[Labeled-object pointing entries]
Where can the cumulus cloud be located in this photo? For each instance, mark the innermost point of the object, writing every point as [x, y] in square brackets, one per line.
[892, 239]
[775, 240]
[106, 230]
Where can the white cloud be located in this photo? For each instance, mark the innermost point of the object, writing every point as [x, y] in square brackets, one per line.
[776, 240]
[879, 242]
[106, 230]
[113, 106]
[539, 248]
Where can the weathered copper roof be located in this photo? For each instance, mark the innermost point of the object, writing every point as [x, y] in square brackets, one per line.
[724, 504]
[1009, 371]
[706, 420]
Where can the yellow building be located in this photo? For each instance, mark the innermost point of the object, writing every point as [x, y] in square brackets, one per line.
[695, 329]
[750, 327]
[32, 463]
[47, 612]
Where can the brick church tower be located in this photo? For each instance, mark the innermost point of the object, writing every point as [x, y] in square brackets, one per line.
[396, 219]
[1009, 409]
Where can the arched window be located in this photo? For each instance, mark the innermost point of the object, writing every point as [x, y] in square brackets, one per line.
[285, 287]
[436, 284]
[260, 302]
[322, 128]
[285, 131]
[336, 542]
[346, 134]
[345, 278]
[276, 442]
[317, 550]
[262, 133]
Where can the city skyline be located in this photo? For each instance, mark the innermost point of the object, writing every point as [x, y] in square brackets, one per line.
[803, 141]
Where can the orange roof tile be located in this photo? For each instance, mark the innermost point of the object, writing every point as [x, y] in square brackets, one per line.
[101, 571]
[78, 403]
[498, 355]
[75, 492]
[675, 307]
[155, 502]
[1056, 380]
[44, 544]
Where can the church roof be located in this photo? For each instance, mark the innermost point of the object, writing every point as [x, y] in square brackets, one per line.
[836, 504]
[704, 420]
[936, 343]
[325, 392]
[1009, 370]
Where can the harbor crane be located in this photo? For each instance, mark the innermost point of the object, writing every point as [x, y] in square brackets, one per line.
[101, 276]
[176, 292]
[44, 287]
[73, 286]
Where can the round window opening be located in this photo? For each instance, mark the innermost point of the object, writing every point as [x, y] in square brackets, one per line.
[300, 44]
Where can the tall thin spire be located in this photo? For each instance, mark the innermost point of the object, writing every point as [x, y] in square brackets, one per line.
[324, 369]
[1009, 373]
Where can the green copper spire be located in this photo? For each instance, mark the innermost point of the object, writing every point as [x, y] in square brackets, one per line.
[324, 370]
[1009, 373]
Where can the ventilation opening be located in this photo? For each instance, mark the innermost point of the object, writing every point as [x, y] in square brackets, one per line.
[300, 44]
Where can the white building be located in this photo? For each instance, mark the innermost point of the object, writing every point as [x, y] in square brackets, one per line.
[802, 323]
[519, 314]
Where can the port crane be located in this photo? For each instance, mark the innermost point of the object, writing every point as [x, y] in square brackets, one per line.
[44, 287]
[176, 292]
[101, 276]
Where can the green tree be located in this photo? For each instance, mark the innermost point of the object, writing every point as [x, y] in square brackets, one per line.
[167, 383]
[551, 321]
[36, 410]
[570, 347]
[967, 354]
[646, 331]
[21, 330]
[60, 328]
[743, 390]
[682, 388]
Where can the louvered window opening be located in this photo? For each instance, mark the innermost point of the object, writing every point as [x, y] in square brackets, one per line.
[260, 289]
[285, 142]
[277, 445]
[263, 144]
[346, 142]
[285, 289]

= The problem =
Rewrite the data from the line containing "Where can the louvered" through the end of the data, both ends included, leaving all wording as it is. Shift every answer coordinate by adding 10 to both the x and y values.

= Exercise response =
Where can the louvered window opening be located in this photo? For each instance, mark the innermost point of the object, writing every point as [x, y] in square brackets, one per line.
[270, 299]
[295, 152]
[287, 455]
[273, 154]
[356, 152]
[295, 299]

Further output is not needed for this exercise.